List each line in the following records that contains the word "below".

==== Record excerpts

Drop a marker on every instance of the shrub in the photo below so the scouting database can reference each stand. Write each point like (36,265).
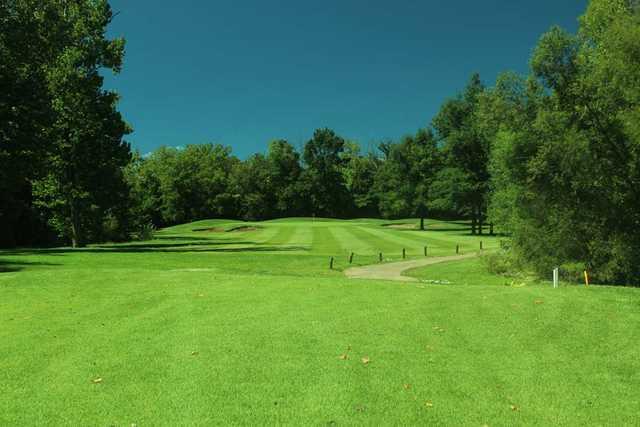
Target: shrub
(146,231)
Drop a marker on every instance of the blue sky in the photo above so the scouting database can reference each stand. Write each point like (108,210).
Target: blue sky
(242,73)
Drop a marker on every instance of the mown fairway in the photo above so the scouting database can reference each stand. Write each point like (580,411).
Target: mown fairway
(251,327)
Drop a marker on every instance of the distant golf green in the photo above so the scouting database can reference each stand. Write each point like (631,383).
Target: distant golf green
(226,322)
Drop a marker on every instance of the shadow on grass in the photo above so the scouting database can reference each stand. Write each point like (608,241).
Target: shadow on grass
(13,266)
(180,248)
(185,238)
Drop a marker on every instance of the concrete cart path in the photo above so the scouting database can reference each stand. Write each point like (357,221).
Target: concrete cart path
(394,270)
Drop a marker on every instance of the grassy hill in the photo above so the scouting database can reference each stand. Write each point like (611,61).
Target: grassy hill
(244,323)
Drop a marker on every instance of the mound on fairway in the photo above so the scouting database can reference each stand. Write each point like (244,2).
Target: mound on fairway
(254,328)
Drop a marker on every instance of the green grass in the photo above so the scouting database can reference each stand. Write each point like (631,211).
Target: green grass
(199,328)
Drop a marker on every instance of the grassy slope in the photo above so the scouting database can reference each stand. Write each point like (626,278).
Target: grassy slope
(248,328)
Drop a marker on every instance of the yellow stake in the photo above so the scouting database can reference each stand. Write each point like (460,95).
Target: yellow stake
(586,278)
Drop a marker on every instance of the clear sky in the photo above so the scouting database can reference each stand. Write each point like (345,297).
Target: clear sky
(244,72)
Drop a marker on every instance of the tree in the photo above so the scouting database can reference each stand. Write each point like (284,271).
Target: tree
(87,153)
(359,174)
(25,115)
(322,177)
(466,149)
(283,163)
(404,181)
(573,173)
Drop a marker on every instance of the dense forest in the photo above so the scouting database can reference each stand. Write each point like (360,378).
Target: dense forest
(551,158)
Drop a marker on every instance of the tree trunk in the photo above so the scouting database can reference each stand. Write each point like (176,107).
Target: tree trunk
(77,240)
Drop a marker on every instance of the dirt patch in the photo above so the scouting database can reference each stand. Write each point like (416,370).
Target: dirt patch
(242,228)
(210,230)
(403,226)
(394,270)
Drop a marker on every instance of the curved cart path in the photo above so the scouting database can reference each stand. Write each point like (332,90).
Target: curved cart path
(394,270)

========
==== Record excerpts

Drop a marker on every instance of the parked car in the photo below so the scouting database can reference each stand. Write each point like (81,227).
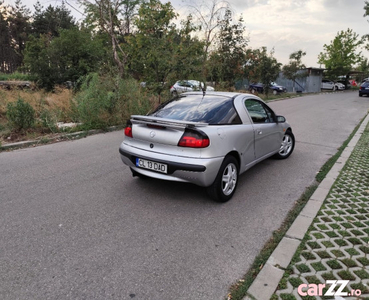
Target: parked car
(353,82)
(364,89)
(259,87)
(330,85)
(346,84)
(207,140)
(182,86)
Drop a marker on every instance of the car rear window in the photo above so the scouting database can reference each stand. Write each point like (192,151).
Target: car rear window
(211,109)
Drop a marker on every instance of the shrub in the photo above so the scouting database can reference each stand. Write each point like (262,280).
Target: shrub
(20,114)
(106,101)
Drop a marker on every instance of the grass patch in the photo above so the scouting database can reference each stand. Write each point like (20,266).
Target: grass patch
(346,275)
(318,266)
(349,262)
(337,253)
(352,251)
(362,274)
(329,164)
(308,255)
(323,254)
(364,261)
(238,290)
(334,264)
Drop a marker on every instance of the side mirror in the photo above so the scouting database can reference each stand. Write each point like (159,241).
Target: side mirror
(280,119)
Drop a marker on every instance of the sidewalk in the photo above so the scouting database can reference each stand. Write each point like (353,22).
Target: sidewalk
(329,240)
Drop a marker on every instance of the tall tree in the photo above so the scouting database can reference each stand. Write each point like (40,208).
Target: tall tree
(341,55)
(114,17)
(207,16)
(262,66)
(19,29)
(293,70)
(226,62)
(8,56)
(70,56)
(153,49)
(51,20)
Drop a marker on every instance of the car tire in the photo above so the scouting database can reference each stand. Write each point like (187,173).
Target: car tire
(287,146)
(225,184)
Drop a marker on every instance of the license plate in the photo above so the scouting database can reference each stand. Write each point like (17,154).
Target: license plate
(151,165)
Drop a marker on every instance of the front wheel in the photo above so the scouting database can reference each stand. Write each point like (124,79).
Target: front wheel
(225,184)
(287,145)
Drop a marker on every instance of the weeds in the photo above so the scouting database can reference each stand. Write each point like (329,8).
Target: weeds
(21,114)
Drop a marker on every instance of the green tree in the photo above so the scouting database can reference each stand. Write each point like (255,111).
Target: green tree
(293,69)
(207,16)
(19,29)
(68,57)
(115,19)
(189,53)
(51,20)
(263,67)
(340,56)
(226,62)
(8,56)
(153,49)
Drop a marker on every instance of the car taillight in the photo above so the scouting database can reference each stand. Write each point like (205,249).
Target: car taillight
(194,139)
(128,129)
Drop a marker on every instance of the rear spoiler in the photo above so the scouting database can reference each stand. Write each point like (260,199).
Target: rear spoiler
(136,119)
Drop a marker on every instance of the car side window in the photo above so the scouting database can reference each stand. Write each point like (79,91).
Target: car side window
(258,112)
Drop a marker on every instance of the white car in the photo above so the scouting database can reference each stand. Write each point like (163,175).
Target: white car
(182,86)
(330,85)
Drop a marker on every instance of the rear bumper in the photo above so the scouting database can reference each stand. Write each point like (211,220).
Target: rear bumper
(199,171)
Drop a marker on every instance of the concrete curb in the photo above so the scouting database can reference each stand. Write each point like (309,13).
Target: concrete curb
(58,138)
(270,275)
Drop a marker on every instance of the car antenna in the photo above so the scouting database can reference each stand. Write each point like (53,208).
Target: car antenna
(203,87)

========
==== Record excerpts

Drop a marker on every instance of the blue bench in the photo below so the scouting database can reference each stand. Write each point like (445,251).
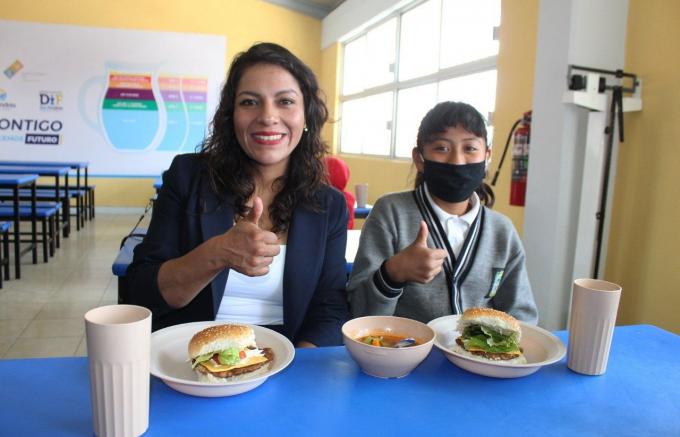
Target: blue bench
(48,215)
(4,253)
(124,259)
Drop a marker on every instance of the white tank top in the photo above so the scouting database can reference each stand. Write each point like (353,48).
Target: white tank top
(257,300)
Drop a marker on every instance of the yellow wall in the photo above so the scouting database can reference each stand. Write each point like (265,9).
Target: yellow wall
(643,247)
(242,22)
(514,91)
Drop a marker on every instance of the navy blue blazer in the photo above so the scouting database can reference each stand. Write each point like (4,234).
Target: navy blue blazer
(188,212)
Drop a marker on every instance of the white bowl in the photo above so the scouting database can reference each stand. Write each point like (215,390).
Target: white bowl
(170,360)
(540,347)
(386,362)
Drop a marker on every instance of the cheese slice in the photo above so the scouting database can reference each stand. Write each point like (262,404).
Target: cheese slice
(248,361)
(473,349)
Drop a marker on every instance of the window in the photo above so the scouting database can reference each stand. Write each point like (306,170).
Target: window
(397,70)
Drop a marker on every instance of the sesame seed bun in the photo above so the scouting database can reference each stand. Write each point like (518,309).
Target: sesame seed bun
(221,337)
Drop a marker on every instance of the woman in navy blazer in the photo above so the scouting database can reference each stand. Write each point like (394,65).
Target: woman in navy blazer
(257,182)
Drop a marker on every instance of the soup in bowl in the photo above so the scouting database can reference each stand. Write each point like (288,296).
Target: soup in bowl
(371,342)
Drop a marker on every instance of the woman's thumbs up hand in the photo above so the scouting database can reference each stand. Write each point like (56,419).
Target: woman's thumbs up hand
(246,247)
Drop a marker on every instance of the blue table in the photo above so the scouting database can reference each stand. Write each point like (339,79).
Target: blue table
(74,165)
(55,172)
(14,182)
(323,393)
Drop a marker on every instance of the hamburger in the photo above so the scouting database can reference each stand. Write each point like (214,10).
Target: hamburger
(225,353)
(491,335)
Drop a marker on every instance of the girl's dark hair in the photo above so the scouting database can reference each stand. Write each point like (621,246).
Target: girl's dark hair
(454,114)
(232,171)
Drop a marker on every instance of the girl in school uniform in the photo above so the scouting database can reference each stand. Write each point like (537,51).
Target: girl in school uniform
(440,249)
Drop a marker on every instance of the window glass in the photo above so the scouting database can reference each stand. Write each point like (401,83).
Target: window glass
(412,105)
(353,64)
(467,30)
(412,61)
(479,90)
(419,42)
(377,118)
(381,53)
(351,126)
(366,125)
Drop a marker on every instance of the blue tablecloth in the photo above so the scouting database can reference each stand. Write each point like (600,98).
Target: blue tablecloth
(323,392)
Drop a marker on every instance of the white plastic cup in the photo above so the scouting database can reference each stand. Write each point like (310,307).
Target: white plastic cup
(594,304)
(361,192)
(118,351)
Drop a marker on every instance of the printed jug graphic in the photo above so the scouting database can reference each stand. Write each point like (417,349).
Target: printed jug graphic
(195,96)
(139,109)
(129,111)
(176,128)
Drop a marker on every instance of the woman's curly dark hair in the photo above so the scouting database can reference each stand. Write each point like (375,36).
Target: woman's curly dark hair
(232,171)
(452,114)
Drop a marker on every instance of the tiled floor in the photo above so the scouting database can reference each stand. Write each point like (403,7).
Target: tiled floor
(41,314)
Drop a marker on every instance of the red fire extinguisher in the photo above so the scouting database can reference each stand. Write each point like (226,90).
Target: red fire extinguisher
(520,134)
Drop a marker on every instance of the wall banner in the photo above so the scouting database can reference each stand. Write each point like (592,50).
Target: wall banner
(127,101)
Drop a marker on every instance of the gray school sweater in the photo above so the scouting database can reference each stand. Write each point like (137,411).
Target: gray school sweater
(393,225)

========

Written solution |
Drop a marker on every instance of the shrub in the photo below so the scouting database can reference each stand. Write each point like (36,265).
Drop a marker on every instance of the parked car in the photo below so the scouting database can reference each stand. Write each point like (81,227).
Drop a marker on every instance of the blue bench in the photo below so the scouting database can reference each stand. Write each point like (445,251).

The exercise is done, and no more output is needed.